Each line below that contains the word "negative" must be copied.

▶ [Supplied data]:
....................
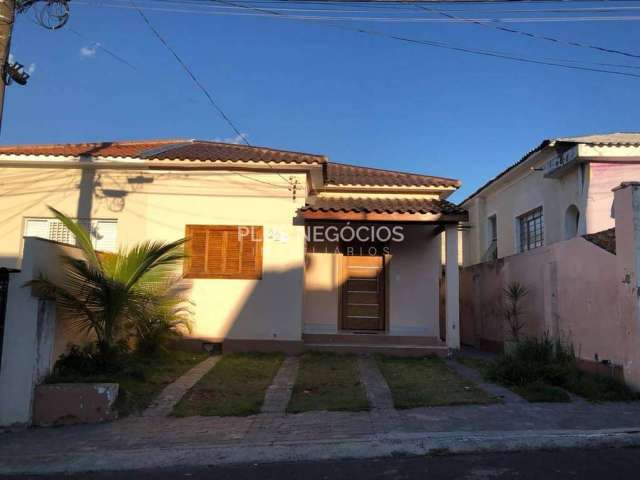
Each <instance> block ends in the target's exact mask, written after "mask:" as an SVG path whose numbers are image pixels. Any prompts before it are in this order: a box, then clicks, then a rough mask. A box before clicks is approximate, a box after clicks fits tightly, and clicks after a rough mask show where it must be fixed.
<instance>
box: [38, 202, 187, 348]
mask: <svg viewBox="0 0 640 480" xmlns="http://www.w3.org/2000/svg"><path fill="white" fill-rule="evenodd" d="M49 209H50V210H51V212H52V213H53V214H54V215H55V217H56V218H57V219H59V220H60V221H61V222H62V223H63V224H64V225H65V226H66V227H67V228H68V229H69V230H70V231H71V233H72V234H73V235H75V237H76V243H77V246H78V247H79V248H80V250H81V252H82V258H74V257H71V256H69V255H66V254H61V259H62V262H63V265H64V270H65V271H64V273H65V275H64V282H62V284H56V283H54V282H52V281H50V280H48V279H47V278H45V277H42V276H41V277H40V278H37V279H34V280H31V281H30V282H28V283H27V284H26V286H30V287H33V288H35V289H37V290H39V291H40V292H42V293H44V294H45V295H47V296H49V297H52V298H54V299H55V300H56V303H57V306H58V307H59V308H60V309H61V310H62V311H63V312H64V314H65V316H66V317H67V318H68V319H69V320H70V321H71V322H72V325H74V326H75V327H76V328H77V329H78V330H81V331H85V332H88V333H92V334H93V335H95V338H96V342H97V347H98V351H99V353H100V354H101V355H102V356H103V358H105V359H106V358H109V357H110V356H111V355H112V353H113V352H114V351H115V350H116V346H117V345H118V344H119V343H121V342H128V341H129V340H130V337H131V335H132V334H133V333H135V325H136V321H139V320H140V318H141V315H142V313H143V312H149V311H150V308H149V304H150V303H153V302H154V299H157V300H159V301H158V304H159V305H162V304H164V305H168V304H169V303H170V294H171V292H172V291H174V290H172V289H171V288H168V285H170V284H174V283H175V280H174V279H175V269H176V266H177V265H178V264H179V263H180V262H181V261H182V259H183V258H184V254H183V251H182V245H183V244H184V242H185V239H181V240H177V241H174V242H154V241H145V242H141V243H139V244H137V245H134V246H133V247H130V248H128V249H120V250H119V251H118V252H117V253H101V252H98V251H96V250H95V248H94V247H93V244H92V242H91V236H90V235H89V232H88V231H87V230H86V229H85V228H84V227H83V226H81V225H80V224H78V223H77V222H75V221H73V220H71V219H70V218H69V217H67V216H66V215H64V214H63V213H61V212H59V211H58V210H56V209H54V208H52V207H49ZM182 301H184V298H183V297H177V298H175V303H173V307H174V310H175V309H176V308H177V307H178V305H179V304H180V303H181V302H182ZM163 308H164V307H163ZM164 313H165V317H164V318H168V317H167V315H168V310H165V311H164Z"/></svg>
....................
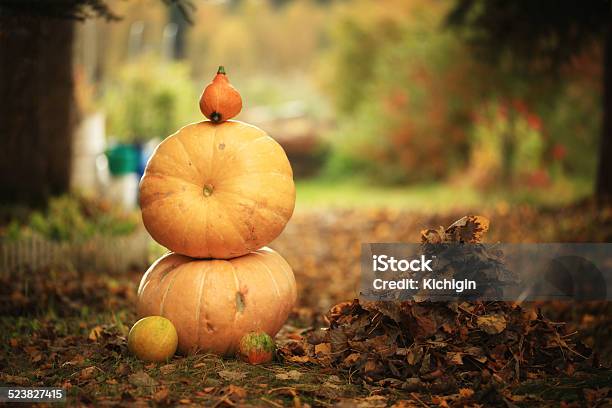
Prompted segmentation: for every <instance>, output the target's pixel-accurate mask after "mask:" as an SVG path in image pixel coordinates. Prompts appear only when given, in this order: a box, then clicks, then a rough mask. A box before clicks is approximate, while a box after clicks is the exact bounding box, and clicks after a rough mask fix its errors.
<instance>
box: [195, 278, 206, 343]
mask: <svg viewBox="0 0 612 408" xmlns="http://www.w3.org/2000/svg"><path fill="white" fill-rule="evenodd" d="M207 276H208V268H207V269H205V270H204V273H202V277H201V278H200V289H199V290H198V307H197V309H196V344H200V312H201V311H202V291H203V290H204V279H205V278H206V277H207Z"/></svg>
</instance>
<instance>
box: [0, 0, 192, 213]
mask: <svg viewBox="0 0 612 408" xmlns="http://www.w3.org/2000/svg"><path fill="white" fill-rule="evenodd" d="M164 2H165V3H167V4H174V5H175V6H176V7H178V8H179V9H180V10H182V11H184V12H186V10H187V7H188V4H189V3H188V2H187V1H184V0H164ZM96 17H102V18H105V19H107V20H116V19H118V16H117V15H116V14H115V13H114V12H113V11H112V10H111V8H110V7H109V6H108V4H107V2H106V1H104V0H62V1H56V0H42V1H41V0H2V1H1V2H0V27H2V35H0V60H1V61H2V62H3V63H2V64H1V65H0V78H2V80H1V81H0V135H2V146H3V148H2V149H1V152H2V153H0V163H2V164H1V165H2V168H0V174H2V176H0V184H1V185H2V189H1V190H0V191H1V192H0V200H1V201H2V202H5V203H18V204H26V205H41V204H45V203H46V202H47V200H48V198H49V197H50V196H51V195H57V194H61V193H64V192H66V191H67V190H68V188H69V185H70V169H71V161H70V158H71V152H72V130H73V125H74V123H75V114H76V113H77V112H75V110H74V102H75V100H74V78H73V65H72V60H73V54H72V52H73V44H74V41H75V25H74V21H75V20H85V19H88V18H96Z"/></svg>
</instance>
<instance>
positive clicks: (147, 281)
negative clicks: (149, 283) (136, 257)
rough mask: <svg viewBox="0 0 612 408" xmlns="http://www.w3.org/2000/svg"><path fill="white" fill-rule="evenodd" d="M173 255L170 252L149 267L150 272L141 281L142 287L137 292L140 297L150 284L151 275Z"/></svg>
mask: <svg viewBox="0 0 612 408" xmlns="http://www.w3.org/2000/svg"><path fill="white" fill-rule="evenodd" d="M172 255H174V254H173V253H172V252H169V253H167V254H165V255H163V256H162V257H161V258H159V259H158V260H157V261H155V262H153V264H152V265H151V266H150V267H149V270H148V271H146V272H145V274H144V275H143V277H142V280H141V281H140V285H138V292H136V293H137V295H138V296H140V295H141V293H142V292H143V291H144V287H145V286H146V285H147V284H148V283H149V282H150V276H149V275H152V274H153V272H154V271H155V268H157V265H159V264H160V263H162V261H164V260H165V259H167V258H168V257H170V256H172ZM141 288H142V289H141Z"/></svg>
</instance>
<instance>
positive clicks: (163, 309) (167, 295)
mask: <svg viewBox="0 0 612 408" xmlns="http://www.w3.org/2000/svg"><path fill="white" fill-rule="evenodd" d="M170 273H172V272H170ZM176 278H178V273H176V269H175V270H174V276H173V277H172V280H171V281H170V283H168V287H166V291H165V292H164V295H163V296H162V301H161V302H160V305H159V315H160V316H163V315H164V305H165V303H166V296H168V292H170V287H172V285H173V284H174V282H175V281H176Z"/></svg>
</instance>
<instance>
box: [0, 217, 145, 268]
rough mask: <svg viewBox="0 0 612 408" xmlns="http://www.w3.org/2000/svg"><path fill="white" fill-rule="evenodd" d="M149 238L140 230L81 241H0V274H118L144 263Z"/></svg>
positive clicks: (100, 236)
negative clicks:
....................
▶ [Written reply]:
negative clicks: (149, 283) (136, 257)
negative clicks:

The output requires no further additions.